**DOCUMENT EXTRACT**
+++

Welsh Government moves to introduce minimum pricing

Rebecca Evans Public Health Minister Wales
‘longstanding and specific concerns’ around excess drinking.

A new Welsh Government bill aims to establish a minimum unit price for alcohol, and make it an offence for alcohol to be supplied below that price. The Public Health (Minimum Price for Alcohol) (Wales) Bill, which has been introduced before the National Assembly for Wales by public health minister Rebecca Evans, will address ‘longstanding and specific concerns’ around excess drinking, the government says.

The annual number of alcohol-related hospital admissions in Wales is estimated at 50,000, at a cost to the NHS of £120m. If a 50p minimum price were to be introduced, reductions in alcohol-related ill health, crime and lost productivity would be worth £882m to the Welsh economy over the next 20 years, the government claims, and there would be 1,400 fewer annual hospital admissions.

The bill proposes a formula for calculating a minimum price based on percentage strength and volume, as well as powers for ministers to create ‘subordinate legislation’ to specify the minimum unit cost. It would also set up a local authority-led enforcement regime with powers of entry and prosecution, and the ability to issue fixed penalty notices.

+++

**HOW TO COMPLETE THIS TASK**
Copy the passage of the Welsh minimum alcohol pricing article word for word, starting at "The bill proposes" and ending at "fixed penalty notices.".

+++

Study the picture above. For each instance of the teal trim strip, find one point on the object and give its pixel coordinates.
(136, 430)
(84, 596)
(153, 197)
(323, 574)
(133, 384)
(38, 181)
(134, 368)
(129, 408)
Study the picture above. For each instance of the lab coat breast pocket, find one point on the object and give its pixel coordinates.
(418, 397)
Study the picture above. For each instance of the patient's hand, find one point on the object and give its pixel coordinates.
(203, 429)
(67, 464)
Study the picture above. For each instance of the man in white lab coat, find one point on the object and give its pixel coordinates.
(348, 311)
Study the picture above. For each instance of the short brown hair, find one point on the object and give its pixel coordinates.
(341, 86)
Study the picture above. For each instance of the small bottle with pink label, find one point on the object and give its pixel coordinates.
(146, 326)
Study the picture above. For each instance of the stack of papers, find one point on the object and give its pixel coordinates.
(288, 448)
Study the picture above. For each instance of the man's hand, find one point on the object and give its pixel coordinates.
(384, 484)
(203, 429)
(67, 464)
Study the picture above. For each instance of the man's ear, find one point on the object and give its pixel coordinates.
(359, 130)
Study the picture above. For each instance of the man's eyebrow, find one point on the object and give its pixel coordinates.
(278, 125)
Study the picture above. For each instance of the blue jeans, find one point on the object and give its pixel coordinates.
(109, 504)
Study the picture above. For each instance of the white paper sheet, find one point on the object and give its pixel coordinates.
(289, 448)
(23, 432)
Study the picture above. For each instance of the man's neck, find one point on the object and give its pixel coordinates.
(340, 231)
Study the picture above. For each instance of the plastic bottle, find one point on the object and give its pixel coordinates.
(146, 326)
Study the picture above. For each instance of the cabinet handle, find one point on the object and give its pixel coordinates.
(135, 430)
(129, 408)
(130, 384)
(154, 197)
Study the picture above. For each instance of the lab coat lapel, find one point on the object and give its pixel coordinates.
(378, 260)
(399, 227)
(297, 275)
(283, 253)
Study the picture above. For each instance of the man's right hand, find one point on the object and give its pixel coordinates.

+++

**RESULT OF THE EXERCISE**
The bill proposes a formula for calculating a minimum price based on percentage strength and volume, as well as powers for ministers to create ‘subordinate legislation’ to specify the minimum unit cost. It would also set up a local authority-led enforcement regime with powers of entry and prosecution, and the ability to issue fixed penalty notices.